> **What this task involves**:
Please repeat, exactly as written, the line containing "The endpoint marks every instance of the sky" and every line after it through the end of the records below.
Information shown START
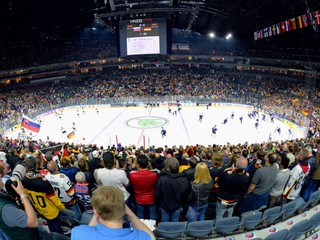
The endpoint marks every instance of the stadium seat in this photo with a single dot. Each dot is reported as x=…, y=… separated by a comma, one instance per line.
x=226, y=226
x=313, y=223
x=171, y=230
x=270, y=215
x=297, y=230
x=200, y=229
x=250, y=220
x=289, y=209
x=314, y=198
x=278, y=235
x=302, y=205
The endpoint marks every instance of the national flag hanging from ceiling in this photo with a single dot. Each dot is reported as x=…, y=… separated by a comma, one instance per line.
x=305, y=20
x=293, y=24
x=316, y=15
x=29, y=124
x=283, y=27
x=289, y=25
x=299, y=22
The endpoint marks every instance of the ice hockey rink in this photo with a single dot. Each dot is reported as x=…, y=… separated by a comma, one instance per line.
x=141, y=126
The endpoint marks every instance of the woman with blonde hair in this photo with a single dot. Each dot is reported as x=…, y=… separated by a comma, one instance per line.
x=201, y=188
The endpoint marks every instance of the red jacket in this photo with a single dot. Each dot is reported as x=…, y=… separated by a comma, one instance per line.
x=144, y=183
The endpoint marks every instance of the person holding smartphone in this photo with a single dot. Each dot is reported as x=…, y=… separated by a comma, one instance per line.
x=109, y=210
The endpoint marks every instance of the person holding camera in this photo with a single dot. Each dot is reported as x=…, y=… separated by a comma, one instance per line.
x=109, y=211
x=17, y=222
x=42, y=196
x=233, y=184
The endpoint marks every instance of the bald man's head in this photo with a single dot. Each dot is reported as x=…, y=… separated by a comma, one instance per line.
x=52, y=167
x=242, y=163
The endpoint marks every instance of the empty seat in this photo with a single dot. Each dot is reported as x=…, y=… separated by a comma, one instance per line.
x=171, y=230
x=278, y=235
x=297, y=230
x=270, y=215
x=226, y=226
x=200, y=228
x=250, y=220
x=289, y=209
x=313, y=223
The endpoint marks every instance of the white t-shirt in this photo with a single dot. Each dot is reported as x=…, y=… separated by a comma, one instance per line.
x=62, y=185
x=114, y=177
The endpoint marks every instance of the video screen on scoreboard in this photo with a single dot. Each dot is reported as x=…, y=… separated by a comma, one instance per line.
x=143, y=37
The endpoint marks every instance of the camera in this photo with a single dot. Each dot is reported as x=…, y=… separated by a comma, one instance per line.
x=18, y=174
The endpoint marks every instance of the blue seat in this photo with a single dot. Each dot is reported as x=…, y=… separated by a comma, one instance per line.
x=302, y=205
x=313, y=223
x=270, y=215
x=226, y=226
x=171, y=230
x=314, y=198
x=200, y=229
x=278, y=235
x=289, y=209
x=297, y=230
x=250, y=220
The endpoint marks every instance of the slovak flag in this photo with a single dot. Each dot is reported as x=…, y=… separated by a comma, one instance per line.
x=30, y=124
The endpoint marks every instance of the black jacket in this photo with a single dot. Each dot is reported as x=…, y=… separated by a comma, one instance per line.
x=171, y=190
x=233, y=184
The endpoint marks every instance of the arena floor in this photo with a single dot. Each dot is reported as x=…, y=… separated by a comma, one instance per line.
x=141, y=126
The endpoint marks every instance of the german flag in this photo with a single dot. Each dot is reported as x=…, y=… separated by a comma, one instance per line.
x=305, y=112
x=71, y=135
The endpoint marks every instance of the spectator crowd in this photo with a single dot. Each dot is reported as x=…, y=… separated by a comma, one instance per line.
x=67, y=184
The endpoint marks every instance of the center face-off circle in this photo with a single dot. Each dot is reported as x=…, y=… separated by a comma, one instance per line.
x=147, y=122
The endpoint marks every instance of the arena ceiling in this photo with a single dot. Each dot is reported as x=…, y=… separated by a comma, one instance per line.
x=241, y=17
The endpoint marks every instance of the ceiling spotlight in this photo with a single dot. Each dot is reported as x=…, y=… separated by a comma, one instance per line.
x=212, y=35
x=229, y=35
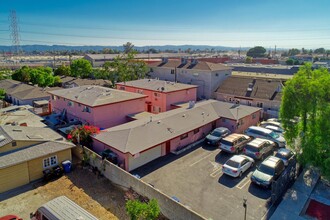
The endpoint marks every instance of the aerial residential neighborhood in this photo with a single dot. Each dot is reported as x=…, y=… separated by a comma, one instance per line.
x=164, y=110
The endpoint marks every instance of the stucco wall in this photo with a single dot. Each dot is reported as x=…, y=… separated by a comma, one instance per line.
x=178, y=142
x=207, y=81
x=267, y=104
x=19, y=144
x=163, y=100
x=36, y=166
x=170, y=208
x=244, y=123
x=103, y=116
x=14, y=176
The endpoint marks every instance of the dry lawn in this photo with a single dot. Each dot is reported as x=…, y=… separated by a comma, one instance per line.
x=95, y=194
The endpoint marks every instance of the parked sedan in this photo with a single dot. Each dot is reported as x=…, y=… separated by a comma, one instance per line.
x=216, y=135
x=237, y=165
x=286, y=155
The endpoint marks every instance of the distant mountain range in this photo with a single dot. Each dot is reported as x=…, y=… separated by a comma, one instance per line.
x=44, y=48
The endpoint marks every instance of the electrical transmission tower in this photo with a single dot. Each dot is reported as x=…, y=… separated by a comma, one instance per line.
x=14, y=33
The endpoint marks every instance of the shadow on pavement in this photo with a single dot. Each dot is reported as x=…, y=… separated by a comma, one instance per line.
x=209, y=147
x=222, y=157
x=259, y=192
x=160, y=162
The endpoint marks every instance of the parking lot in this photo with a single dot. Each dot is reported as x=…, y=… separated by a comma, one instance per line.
x=196, y=179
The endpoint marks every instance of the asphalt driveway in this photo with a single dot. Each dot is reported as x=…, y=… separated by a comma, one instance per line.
x=196, y=179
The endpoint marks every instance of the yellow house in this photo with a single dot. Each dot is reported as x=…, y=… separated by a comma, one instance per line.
x=26, y=165
x=13, y=138
x=26, y=151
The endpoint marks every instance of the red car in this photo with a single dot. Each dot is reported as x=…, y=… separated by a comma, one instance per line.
x=10, y=217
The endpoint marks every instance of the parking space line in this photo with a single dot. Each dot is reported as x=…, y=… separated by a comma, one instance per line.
x=245, y=181
x=216, y=172
x=203, y=158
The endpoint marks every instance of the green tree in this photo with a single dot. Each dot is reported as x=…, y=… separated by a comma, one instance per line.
x=63, y=70
x=126, y=68
x=128, y=47
x=319, y=51
x=2, y=94
x=248, y=60
x=5, y=74
x=81, y=68
x=305, y=112
x=293, y=52
x=22, y=74
x=327, y=52
x=41, y=76
x=256, y=52
x=289, y=61
x=141, y=210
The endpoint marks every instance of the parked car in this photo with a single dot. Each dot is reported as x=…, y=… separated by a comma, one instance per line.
x=233, y=143
x=10, y=217
x=286, y=155
x=272, y=123
x=260, y=132
x=237, y=165
x=275, y=129
x=110, y=156
x=269, y=170
x=259, y=148
x=216, y=135
x=274, y=120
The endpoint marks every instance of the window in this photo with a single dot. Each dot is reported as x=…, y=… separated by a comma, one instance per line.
x=70, y=103
x=156, y=109
x=196, y=130
x=139, y=91
x=50, y=161
x=87, y=109
x=184, y=136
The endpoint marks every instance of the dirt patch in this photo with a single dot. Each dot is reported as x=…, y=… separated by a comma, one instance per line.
x=95, y=194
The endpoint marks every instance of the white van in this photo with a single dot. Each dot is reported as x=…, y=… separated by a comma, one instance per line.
x=260, y=132
x=61, y=208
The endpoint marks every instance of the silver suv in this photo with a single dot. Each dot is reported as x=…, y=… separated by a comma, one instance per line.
x=259, y=148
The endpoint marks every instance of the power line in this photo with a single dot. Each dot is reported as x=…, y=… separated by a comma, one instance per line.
x=14, y=32
x=166, y=29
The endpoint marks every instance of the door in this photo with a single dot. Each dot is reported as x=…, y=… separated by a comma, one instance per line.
x=168, y=147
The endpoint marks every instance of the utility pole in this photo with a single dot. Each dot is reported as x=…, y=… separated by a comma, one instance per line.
x=14, y=35
x=245, y=207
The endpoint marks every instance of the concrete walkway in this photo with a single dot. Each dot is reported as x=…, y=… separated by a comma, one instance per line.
x=296, y=199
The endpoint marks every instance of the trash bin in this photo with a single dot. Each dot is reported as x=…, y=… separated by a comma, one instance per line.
x=66, y=166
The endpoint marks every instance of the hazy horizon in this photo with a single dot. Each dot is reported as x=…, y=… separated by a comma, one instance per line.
x=286, y=24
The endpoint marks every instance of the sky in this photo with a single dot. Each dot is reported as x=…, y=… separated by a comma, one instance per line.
x=235, y=23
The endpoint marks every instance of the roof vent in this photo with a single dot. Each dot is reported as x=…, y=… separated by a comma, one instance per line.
x=191, y=104
x=164, y=60
x=2, y=138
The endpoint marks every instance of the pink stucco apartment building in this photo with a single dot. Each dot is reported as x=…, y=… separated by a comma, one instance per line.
x=161, y=95
x=141, y=141
x=95, y=105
Information shown END
> **Answer box**:
The endpoint marks every instance of the sky in this photo with a single dot. Each dot is reported as x=…, y=… separated by a comma, one instance per line.
x=235, y=23
The endpoint marks every instance of the roof vent in this photo with a single dot. Each dot is reported as x=…, y=… separated by a comma, one instance per line.
x=191, y=104
x=164, y=60
x=2, y=138
The endpoint marks every instance of the pink stucco apartment building in this photo with a single dot. Each dot is reported as x=…, y=… separated by a comma, one instance per line.
x=161, y=95
x=141, y=141
x=95, y=105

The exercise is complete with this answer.